▶ Written request a
Set down the passage of the text about the Tucana constellation from "Tucana is not" to "Small Magellanic Cloud." word for word.

▶ Selected excerpt
■ ■ ■ ■ ■
|Right ascension||22h 08.45m to 01h 24.82m|
|Declination||−56.31° to −75.35°|
|Area||295 sq. deg. (48th)|
|Stars with planets||5|
|Stars brighter than 3.00m||1|
|Stars within 10.00 pc (32.62 ly)||2[note 1]|
|Brightest star||α Tuc (2.87m)|
|Nearest star||LHS 1208
(26.55 ly, 8.14 pc)
|Visible at latitudes between +25° and −90°.
Best visible at 21:00 (9 p.m.) during the month of November.
Tucana is a constellation of stars in the southern sky, named after the toucan, a South American bird. It is one of twelve constellations conceived in the late sixteenth century by Petrus Plancius from the observations of Pieter Dirkszoon Keyser and Frederick de Houtman. Tucana first appeared on a 35-cm (14 in) diameter celestial globe published in 1598 in Amsterdam by Plancius and Jodocus Hondius and was depicted in Johann Bayer's star atlas Uranometria of 1603. French explorer and astronomer Nicolas Louis de Lacaille gave its stars Bayer designations in 1756. The constellations Tucana, Grus, Phoenix and Pavo are collectively known as the "Southern Birds".
Tucana is not a prominent constellation as all of its stars are third magnitude or fainter; the brightest is Alpha Tucanae with an apparent visual magnitude of 2.87. Beta Tucanae is a star system with six member stars, while Kappa is a quadruple system. Five star systems have been found to have exoplanets to date. The constellation contains 47 Tucanae, one of the brightest globular clusters in the sky, and most of the Small Magellanic Cloud.
Tucana is one of the twelve constellations established by the Dutch astronomer Petrus Plancius from the observations of the southern sky by the Dutch explorers Pieter Dirkszoon Keyser and Frederick de Houtman, who had sailed on the first Dutch trading expedition, known as the Eerste Schipvaart, to the East Indies. It first appeared on a 35-cm (14 in) diameter celestial globe published in 1598 in Amsterdam by Plancius with Jodocus Hondius. The first depiction of this constellation in a celestial atlas was in the German cartographer Johann Bayer's Uranometria of 1603. Both Plancius and Bayer depict it as a toucan. De Houtman included it in his southern star catalogue the same year under the Dutch name Den Indiaenschen Exster, op Indies Lang ghenaemt "the Indian magpie, named Lang in the Indies", by this meaning a particular bird with a long beak—a hornbill, a bird native to the East Indies. A 1603 celestial globe by Willem Blaeu depicts it with a casque. It was interpreted on Chinese charts as Neaou Chuy "beak bird", and in England as "Brasilian Pye", while Johannes Kepler and Giovanni Battista Riccioli termed it Anser Americanus "American Goose", and Caesius as Pica Indica. Tucana and the nearby constellations Phoenix, Grus and Pavo are collectively called the "Southern Birds".
■ ■ ■ ■ ■
▶ Information given
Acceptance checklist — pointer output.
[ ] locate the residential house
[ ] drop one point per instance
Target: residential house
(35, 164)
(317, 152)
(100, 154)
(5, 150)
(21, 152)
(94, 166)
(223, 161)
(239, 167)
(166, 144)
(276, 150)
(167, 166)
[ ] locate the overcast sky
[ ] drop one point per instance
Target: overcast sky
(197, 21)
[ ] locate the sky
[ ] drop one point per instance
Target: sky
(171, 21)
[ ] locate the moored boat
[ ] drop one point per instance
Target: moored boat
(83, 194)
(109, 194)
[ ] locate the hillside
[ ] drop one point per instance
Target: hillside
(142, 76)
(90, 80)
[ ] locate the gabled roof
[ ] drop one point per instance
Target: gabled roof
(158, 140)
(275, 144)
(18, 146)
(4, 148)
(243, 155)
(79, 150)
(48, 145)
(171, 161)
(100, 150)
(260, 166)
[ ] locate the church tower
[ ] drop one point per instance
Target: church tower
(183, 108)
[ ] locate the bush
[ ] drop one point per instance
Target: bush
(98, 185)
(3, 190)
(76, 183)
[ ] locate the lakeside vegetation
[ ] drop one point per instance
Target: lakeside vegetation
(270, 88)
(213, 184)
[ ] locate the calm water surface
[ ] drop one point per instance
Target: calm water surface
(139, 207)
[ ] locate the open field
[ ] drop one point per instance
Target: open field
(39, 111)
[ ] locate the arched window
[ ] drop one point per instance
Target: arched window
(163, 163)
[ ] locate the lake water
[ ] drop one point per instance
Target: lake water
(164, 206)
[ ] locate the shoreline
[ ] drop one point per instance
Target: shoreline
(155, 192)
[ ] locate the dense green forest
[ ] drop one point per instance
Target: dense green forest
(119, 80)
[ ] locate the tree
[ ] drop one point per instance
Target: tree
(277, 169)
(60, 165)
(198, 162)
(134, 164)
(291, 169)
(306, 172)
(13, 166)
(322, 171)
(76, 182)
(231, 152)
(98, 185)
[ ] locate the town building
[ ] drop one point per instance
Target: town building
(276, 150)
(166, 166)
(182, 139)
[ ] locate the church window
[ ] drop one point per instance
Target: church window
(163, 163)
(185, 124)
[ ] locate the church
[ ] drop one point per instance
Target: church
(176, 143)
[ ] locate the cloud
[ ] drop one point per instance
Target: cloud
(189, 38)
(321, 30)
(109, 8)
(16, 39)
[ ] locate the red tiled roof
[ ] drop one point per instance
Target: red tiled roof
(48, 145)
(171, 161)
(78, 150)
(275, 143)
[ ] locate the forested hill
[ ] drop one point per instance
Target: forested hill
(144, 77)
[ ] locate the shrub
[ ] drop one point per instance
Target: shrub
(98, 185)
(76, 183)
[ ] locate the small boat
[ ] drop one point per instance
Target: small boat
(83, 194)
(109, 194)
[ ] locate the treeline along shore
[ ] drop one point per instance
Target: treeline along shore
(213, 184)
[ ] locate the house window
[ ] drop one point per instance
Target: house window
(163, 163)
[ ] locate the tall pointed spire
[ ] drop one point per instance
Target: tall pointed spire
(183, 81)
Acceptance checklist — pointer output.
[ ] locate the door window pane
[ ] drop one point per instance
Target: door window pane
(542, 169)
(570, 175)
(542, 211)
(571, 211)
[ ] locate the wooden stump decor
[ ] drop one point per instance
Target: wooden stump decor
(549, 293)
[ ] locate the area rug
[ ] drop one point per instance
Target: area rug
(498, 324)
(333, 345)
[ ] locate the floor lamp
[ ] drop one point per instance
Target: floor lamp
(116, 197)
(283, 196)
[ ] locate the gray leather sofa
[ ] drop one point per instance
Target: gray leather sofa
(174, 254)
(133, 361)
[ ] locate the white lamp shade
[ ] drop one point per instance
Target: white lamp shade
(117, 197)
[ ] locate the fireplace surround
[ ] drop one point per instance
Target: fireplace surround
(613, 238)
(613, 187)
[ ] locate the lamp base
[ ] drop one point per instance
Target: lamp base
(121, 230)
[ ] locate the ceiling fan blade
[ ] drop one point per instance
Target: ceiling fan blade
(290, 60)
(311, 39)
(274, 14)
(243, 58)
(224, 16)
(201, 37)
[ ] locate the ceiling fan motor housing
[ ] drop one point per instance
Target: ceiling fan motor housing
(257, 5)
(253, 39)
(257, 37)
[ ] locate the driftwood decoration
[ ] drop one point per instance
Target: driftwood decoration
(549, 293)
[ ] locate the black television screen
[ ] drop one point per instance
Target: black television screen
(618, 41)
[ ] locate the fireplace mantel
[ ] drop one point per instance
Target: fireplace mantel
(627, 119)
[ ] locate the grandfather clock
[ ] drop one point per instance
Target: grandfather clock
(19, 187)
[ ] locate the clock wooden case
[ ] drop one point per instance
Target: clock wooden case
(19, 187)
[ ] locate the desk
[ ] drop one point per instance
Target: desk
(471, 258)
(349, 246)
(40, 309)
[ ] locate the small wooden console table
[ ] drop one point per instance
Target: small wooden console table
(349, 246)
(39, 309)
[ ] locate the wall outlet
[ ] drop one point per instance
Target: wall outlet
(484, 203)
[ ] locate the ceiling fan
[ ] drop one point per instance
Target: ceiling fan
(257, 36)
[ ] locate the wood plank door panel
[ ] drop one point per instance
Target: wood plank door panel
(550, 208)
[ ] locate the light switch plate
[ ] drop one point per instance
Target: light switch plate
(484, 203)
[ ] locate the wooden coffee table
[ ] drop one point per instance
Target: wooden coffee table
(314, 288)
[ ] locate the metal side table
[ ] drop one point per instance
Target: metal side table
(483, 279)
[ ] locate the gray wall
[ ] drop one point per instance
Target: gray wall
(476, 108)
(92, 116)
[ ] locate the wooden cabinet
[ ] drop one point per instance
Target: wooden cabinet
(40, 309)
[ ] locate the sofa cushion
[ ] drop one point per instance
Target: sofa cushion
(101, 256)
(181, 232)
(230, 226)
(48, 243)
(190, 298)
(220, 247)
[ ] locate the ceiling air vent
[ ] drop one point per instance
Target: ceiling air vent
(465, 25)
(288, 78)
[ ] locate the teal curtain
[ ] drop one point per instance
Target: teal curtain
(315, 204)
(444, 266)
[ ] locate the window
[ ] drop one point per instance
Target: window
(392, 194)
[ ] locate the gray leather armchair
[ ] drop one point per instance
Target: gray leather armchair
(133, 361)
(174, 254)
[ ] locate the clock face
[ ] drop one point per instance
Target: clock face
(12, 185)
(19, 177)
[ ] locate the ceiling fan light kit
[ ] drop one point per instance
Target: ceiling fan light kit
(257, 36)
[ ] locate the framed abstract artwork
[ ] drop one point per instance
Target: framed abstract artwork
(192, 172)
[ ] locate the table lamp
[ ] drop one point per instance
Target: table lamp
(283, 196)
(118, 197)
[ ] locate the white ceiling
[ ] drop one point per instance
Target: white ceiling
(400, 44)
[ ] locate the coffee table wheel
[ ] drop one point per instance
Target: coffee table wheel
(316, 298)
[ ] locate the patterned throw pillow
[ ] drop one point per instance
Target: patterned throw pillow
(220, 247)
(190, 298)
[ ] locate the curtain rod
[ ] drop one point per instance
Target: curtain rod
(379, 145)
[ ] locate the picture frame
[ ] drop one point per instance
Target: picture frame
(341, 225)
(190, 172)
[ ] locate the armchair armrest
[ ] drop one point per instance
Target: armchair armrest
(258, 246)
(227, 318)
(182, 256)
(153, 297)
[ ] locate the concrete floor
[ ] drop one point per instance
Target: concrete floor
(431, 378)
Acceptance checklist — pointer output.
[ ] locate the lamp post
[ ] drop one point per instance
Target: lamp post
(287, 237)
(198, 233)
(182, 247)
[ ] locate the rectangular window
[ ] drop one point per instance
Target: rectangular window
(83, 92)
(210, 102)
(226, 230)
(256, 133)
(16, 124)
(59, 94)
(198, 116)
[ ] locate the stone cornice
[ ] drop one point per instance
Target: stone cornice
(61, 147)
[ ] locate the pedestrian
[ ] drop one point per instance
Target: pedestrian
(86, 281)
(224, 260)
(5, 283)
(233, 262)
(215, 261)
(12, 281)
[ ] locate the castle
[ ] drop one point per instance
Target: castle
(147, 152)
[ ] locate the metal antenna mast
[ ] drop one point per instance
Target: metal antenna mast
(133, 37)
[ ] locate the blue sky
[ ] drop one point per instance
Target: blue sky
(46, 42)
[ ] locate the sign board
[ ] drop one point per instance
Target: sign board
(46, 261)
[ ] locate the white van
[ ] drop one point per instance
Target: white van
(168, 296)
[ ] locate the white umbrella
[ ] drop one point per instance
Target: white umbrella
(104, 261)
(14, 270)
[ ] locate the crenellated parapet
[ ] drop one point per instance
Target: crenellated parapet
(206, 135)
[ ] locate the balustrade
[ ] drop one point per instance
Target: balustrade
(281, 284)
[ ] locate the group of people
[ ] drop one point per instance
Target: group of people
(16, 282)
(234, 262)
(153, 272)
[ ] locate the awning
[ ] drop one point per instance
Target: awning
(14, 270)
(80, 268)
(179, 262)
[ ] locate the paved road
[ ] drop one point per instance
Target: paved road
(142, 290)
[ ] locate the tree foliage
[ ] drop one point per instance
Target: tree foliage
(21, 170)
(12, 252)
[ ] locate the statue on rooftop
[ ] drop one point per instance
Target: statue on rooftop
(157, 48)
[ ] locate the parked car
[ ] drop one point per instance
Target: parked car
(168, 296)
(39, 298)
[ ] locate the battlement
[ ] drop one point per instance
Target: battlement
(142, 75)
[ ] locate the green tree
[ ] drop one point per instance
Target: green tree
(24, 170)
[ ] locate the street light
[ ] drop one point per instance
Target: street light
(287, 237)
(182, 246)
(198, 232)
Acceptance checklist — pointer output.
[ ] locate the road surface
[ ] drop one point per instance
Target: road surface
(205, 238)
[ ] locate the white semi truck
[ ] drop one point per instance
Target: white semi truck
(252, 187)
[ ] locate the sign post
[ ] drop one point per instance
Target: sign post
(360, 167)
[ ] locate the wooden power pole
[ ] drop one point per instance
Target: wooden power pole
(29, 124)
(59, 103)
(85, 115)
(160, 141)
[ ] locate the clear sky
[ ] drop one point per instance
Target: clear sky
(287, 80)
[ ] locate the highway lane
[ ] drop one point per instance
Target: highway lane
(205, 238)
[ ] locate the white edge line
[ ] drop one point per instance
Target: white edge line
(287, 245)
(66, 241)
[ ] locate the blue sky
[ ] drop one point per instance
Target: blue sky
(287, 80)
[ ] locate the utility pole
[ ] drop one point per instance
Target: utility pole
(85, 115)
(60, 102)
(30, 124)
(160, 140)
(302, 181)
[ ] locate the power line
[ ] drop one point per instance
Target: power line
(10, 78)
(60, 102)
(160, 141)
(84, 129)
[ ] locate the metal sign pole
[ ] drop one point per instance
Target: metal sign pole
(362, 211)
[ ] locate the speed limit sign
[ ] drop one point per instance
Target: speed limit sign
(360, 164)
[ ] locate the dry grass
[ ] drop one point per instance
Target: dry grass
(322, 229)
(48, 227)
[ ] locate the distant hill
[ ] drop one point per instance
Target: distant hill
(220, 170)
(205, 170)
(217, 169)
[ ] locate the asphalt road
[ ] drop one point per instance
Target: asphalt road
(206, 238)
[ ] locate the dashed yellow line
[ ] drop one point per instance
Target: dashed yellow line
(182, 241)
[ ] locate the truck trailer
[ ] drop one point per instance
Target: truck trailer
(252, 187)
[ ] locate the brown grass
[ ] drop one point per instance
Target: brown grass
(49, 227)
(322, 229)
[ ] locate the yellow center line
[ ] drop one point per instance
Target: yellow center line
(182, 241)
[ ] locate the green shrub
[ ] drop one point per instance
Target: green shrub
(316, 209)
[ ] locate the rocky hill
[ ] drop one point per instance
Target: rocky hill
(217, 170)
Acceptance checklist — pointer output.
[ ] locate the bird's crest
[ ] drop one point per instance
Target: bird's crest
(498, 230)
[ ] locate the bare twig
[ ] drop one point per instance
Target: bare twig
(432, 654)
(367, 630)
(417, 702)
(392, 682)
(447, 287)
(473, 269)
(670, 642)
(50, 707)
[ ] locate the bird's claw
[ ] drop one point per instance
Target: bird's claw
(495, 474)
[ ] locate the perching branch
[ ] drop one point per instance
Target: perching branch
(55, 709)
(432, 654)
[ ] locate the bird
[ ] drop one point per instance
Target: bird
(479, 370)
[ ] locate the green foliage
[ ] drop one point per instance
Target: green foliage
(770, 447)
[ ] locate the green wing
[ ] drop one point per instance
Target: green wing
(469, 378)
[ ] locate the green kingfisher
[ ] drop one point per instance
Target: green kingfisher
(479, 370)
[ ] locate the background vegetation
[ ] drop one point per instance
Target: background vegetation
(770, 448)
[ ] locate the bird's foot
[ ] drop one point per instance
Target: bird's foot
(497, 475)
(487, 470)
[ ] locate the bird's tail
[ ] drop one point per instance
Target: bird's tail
■ ■ ■ ■ ■
▶ Written request b
Report each line of the records that contains the word "concrete".

▶ Result a
Tucana is not a prominent constellation as all of its stars are third magnitude or fainter; the brightest is Alpha Tucanae with an apparent visual magnitude of 2.87. Beta Tucanae is a star system with six member stars, while Kappa is a quadruple system. Five star systems have been found to have exoplanets to date. The constellation contains 47 Tucanae, one of the brightest globular clusters in the sky, and most of the Small Magellanic Cloud.

▶ Result b
[ ] locate the concrete floor
Target: concrete floor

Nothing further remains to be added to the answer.